Task to complete - Copy out the material below line for line without any changes, leaving out the pictures.

Data for processing -
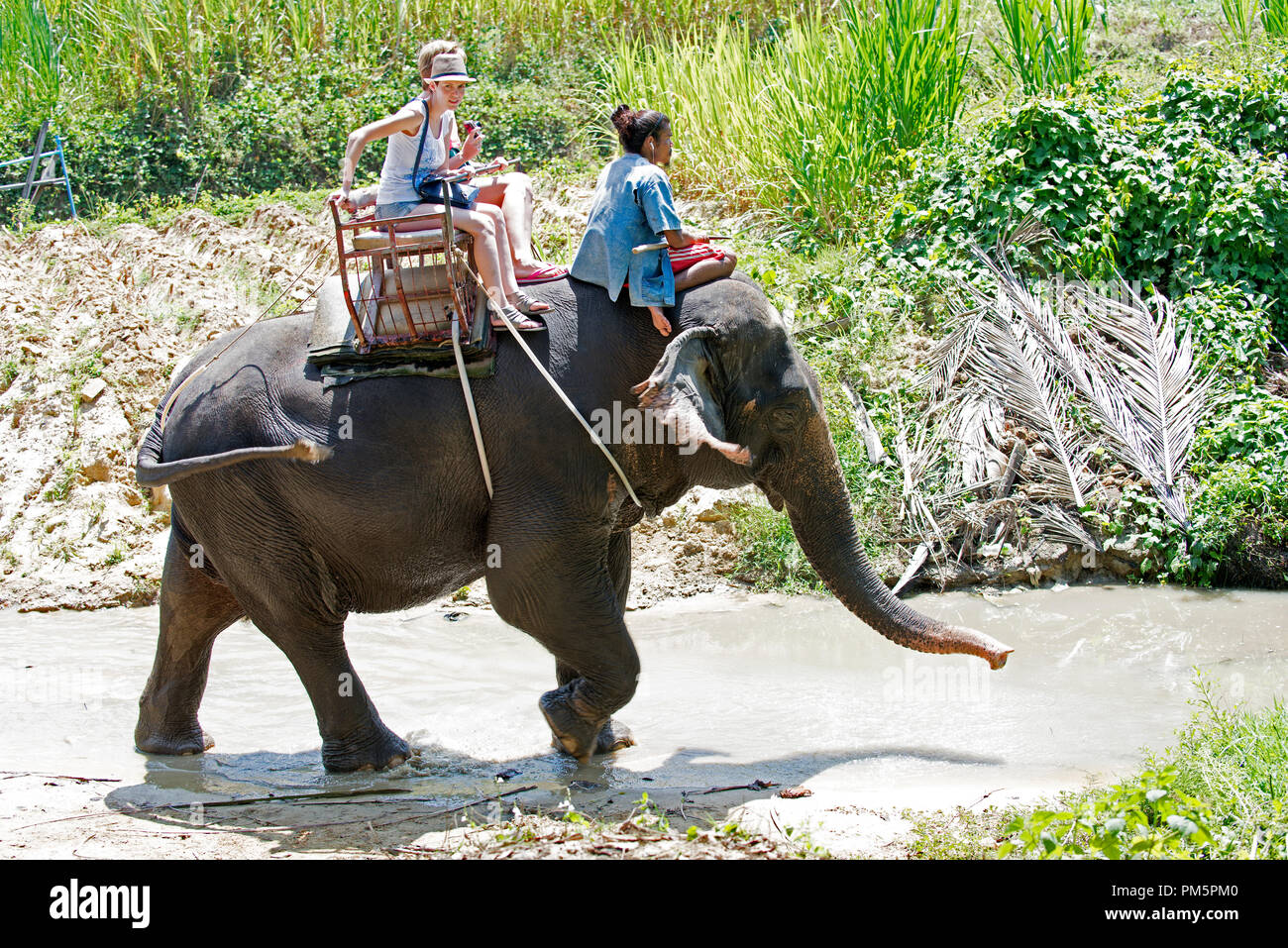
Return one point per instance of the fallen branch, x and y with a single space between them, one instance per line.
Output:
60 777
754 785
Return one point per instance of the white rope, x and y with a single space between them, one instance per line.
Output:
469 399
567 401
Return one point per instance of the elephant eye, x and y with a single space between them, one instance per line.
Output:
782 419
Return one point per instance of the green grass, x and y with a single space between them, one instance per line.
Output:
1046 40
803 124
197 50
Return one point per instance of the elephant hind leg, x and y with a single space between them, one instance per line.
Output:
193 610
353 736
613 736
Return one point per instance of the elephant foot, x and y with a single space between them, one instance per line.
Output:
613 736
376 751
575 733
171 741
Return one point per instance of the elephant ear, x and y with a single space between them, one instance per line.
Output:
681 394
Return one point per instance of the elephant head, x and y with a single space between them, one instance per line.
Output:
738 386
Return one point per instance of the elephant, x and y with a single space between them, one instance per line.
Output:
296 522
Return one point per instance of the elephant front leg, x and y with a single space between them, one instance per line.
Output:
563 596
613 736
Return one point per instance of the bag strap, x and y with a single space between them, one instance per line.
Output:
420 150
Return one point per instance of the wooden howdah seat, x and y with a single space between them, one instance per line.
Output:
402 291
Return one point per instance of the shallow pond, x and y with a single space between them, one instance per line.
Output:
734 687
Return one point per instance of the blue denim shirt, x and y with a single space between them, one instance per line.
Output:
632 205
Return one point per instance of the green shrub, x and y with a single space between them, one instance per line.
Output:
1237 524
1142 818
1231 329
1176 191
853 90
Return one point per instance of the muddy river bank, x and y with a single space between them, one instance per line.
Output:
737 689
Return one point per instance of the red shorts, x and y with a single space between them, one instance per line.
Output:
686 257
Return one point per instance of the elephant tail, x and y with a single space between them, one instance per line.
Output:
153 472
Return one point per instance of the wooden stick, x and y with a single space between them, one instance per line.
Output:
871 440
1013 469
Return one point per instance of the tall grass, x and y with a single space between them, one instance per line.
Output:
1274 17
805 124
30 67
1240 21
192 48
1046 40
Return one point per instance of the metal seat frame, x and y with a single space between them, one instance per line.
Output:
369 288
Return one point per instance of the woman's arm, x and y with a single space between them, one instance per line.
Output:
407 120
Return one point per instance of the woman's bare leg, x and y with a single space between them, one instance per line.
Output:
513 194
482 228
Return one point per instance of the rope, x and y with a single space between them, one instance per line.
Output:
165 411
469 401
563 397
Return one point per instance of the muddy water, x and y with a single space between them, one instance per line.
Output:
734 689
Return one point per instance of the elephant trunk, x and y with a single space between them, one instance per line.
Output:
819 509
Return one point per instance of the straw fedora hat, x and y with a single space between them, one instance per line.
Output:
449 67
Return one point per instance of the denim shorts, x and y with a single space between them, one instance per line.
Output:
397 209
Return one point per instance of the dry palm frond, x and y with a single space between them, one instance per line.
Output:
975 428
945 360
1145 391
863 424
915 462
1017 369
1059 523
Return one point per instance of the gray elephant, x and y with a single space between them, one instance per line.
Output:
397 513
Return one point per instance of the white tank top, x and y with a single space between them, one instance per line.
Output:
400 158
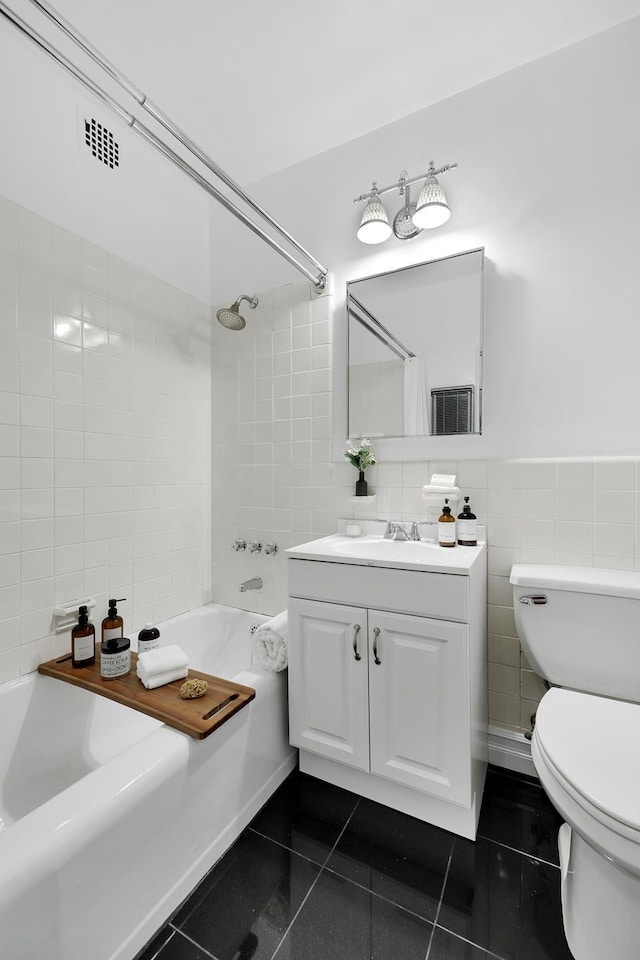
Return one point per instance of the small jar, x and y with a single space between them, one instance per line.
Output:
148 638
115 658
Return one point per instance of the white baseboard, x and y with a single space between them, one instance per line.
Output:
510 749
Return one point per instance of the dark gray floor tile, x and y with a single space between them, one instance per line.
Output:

The reply -
Return one point per instance of the fallen branch, x and y with a single space between them, one instance per line.
Output:
60 777
754 785
Return one point per instance of the white rope, x and y with a single space between them, one instance per line.
Output:
469 399
567 401
Return one point per instance of the elephant eye, x and y with a single space between them, one instance per line.
Output:
782 419
Return one point per instance of the green grass, x and y with a single space between them, one instance per line.
Output:
1046 40
803 124
197 50
Return one point per instance of the elephant hind leg, x and y with a single space between them, one instance per line.
Output:
193 610
353 736
613 736
Return one point per instance of the elephant foot, x and y with a single space between them, one instance per line.
Output:
613 736
376 751
575 733
171 741
Return one point per instance of the elephant ear, x and y with a single space between them, one instance per line.
Output:
681 394
Return one point per instance of the elephant head, x and y with a single space between them, one instance per line.
Output:
738 386
Return one point per instance of the elephant, x and y with a single space between them, one instance per line.
Output:
296 522
Return one point per instance of the elephant front leg, x and y with a single space between them, one instance per line.
Output:
563 596
613 736
Return one point per instance of the bag strap, x and y with a single space between them, one instance per line.
Output:
420 150
Return one point per instance of the wooden howdah seat, x and y with a single space between them, one instance per line.
Output:
402 291
Return one point per instance of the shallow pond, x and y with a single space between them, one instance per line.
Output:
734 687
Return one point per instance of the blue denim shirt, x and y with a single space between them, one instance per line.
Output:
632 205
Return one point per instance of the green shrub, x and y with a single space between them, one instance per line.
Output:
1237 524
1142 818
1231 329
1176 191
853 90
Return one point per instance of the muddy river bank, x and y with a single space between them, one instance per line.
Output:
737 689
Return one point per instance of the red shorts, x and y with a single space between them, one instance per line.
Output:
686 257
Return one point per instance of the elephant tail, x and y with a single space between them, one instance per line.
Output:
153 472
Return one point per instance of the wooden stick, x and y with a single space between them, one instance per line.
Output:
871 440
1013 469
Return one point per instance of the tall grass, x and y with a single space between them, one instance per line.
Output:
1274 17
805 124
30 67
1240 21
192 48
1046 40
Return one point per instance of the metal seat frame, x and y with a single space between them, one instance per line.
Output:
369 288
Return one point per instance of the woman's arm, x and y with a single space between them, one instance per line.
Output:
407 120
Return one point per instance of the woman's bare leg, x and y with a single space between them, one instance per line.
Output:
513 194
482 228
Return one point per instance of the rope, x and y with a single space between them, one instance per line.
Output:
165 411
469 401
563 397
Return one point per instance of the muddy water, x and y with a single space between them, one instance per line.
Output:
734 689
Return one point per instance of the elephant trunk, x and y with a single space between them, one instance per line.
Output:
819 509
Return one point per instance of the straw fedora hat, x and y with a single space between them, one instance per line.
Output:
449 67
Return one point per instance of the denim shorts, x and y with a single space between them, one instance per line.
Output:
397 209
Return one point per instance of the dry palm frond, x and y with a single space between them, one instance per line.
Output:
975 428
945 360
1145 391
863 424
915 462
1017 369
1059 523
Return one point per instance of the gray elephant, x and y with a single space between them, one instance per line.
Output:
397 513
Return one point per instance of the white tank top, x and y with a single space between them, one instance per line.
Output:
400 158
Return one point per instance of the small jar, x and y with a single space between them, one instance per line.
Output:
148 638
115 658
Return one point per instance of the white baseboard, x and y with a single space between them, one instance per line.
Output:
510 749
Return one point per instance of the dark gray floor tile, x and y with a single space between them, one instance per line.
Output:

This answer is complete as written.